Selected passage START
At seventy-two, Johnny Ribkins shouldn’t have such problems: He’s got one week to come up with the money he stole from his mobster boss or it’s curtains.

What may or may not be useful to Johnny as he flees is that he comes from an African-American family that has been gifted with super powers that are a bit, well, odd. Okay, very odd. For example, Johnny's father could see colors no one else could see. His brother could scale perfectly flat walls. His cousin belches fire. And Johnny himself can make precise maps of any space you name, whether he's been there or not.

In the old days, the Ribkins family tried to apply their gifts to the civil rights effort, calling themselves The Justice Committee. But when their, eh, superpowers proved insufficient, the group fell apart. Out of frustration Johnny and his brother used their talents to stage a series of burglaries, each more daring than the last.

Fast forward a couple decades and Johnny’s on a race against the clock to dig up loot he's stashed all over Florida. His brother is gone, but he has an unexpected sidekick: his brother's daughter, Eloise, who has a special superpower of her own.
Selected passage END
#### Questions to answer
1. Write out everything in the Johnny Ribkins passage from "Fast forward a" down to "of her own.".
2. Extend the Johnny Ribkins passage, beginning right after its final sentence.
Given entries START
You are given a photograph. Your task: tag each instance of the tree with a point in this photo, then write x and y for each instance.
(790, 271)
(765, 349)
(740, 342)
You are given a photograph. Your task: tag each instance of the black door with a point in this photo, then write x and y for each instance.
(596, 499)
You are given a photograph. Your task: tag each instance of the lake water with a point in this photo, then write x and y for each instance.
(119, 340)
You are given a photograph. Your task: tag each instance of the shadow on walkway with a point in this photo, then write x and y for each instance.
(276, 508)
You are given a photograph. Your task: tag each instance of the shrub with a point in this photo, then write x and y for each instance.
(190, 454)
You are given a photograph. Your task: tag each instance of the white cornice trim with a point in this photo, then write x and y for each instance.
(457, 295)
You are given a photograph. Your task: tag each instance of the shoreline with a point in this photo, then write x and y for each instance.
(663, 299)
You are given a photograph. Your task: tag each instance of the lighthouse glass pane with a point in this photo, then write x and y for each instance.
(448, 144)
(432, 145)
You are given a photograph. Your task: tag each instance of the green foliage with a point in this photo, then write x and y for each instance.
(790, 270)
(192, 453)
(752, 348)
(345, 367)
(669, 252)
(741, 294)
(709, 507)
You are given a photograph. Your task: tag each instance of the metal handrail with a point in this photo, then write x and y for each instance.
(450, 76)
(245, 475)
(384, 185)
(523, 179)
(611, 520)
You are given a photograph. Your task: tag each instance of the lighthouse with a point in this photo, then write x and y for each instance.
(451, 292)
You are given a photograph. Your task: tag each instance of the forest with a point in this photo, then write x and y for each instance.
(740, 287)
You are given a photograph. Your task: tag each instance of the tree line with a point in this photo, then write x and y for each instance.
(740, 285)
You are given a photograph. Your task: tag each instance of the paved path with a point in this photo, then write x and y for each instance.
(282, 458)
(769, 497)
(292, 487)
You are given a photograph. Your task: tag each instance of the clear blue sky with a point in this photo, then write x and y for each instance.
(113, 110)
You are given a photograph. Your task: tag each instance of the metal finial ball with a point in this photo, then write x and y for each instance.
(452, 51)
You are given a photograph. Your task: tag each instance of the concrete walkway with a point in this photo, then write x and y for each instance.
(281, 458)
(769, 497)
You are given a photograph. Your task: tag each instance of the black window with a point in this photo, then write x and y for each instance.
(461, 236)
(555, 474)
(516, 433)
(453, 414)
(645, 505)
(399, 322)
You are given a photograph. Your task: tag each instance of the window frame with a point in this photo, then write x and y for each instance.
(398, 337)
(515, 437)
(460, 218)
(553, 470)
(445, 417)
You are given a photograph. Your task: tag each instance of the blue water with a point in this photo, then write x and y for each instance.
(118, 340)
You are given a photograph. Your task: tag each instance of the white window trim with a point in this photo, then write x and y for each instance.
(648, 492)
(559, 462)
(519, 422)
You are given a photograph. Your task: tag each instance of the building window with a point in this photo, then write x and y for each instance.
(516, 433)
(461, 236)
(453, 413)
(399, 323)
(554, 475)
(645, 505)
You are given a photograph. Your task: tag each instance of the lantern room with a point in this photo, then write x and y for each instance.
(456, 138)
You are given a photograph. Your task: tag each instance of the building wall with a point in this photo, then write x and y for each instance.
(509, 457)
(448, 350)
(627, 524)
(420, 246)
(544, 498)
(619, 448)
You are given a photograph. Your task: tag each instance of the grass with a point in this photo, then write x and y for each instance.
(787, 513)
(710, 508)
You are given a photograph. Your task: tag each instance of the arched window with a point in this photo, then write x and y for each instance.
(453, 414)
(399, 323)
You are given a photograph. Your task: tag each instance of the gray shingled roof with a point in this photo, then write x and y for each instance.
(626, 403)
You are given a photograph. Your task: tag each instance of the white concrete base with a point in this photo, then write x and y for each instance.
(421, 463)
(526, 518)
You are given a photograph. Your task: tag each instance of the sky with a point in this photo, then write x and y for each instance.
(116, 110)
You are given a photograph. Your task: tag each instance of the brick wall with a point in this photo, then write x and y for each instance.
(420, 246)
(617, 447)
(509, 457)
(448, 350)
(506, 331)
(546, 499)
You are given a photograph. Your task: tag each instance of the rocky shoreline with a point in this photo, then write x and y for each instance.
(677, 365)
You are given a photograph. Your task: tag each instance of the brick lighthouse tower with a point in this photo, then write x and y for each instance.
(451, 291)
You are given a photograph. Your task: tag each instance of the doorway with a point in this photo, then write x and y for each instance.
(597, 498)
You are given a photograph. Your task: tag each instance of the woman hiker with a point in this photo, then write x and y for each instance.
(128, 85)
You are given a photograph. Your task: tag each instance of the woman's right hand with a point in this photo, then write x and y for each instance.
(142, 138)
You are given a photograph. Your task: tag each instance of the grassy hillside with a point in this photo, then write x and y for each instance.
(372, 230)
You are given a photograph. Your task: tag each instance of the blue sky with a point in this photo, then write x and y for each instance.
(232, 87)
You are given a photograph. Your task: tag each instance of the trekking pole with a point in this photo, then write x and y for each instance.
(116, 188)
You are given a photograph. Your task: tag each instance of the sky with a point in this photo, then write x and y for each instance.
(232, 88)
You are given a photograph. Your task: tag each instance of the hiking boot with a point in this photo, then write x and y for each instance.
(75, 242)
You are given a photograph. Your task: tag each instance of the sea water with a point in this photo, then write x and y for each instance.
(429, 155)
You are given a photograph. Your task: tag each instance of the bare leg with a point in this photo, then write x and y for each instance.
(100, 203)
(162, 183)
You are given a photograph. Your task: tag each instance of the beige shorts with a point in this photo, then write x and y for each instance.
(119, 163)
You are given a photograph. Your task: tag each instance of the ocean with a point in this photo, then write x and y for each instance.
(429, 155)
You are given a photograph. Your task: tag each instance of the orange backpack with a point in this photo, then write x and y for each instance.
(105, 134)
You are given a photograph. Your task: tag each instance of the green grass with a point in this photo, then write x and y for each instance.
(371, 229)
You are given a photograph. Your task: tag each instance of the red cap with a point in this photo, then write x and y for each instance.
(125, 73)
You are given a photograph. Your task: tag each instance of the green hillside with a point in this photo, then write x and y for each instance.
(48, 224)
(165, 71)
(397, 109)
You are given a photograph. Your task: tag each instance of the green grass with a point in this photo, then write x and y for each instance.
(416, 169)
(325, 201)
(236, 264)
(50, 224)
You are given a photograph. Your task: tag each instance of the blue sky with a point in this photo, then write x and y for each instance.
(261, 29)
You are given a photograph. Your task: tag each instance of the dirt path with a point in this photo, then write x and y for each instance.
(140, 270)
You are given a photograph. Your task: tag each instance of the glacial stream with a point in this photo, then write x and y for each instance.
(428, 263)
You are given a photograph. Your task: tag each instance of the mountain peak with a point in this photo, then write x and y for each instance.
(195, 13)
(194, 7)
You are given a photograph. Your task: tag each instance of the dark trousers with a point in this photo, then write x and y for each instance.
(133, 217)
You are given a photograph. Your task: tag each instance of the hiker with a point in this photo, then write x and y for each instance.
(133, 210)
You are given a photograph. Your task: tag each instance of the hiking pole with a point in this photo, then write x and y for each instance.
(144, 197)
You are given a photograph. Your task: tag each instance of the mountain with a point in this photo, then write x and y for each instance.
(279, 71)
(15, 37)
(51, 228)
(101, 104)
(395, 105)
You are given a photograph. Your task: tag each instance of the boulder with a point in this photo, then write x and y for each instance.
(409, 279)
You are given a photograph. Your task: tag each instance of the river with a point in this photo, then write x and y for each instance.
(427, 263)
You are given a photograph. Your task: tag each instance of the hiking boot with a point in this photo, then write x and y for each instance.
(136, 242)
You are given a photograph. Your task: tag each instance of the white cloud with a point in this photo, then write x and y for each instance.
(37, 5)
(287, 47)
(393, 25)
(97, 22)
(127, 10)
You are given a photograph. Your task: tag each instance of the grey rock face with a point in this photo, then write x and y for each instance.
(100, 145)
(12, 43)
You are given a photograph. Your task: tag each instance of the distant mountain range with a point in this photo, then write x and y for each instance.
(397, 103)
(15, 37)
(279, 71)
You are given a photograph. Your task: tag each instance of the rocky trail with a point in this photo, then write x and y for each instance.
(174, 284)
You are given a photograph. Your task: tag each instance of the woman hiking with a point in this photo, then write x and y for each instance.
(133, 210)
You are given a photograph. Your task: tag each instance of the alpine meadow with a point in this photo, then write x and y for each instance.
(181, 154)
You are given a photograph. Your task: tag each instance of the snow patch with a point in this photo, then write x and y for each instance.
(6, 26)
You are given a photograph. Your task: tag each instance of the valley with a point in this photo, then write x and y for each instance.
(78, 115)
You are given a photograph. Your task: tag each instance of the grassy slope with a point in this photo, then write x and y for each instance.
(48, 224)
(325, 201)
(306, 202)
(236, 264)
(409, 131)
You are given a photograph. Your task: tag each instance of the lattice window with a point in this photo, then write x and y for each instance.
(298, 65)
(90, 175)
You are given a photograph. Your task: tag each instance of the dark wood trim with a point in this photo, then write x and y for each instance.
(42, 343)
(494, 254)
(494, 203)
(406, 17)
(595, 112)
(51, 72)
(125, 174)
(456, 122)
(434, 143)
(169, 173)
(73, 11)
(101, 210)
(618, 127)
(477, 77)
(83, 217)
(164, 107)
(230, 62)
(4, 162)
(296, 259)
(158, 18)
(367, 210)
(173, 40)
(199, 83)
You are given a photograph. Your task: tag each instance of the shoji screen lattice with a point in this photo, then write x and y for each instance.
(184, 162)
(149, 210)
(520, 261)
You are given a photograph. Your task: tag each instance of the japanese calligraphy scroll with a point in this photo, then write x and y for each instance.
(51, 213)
Given entries END
#### Answers below
1.
Fast forward a couple decades and Johnny’s on a race against the clock to dig up loot he's stashed all over Florida. His brother is gone, but he has an unexpected sidekick: his brother's daughter, Eloise, who has a special superpower of her own.

2.
Inspired by W. E. B. Du Bois’s famous essay “The Talented Tenth” and fuelled by Ladee Hubbard’s marvelously original imagination, The Talented Ribkins is a big-hearted debut novel about race, class, politics, and the unique gifts that, while they may cause some problems from time to time, bind a family together.

A big-hearted novel about a family with special gifts who sometimes stumble in their efforts to succeed in life, The Talented Ribkins draws on such novels as Toni Morrison’s Sula The Intuitionist to weave themes of race, class, and politics into a wonderfully accomplished and engaging novel.

My Review:

The Talented Ribkins is a lovely novel that surprises its readers in the end, in a way that leaves you shaking your head and re-thinking everything that went before. And then shaking your head again.

The blurb for the book talks about the “superpowers” that all the members of the Ribkins family have been gifted (or cursed) with. And those powers do come into play. But that’s not what the book is “about”, not really.

Instead, The Talented Ribkins is part of the great American road novel tradition. Johnny Ribkins, 72 and some days feeling every bit of it, is on what is probably one last road trip. His ostensible purpose is to dig up all the money he buried all over Florida, in order to pay his self-inflicted debt to someone who Johnny took a few too many years to discover was a really, really bad man.

But while he’s digging up all those little bags of money, he’s really digging up his own past. He starts by visiting his late brother’s old home, only to discover something he never expected. His brother left a child behind, and Eloise, now 13, has her own version of the Ribkins family talent.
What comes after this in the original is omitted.